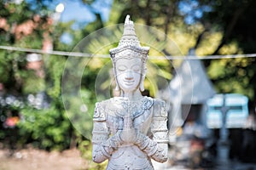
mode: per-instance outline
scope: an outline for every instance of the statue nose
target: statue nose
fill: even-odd
[[[131,71],[127,71],[125,74],[125,80],[132,80],[133,79],[133,74]]]

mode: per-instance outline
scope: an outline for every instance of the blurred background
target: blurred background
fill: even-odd
[[[169,105],[169,161],[160,168],[256,169],[255,8],[253,0],[0,0],[0,169],[104,168],[66,114],[61,79],[69,52],[126,14],[164,32],[156,42],[168,37],[178,47],[152,61],[168,83],[157,93],[145,84],[145,95]],[[83,71],[86,105],[76,111],[93,115],[96,77],[109,60]],[[90,132],[92,120],[83,128]]]

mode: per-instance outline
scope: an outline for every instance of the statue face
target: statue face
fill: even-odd
[[[115,63],[116,79],[124,92],[135,91],[142,79],[143,62],[137,58],[121,58]]]

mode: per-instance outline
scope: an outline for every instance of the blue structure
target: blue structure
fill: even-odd
[[[241,128],[248,116],[248,98],[238,94],[216,94],[207,101],[209,128]]]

- _SET EXERCISE_
State how many lines of the listing above contain the word "blue". Give only the number.

- _SOLVED PROBLEM_
2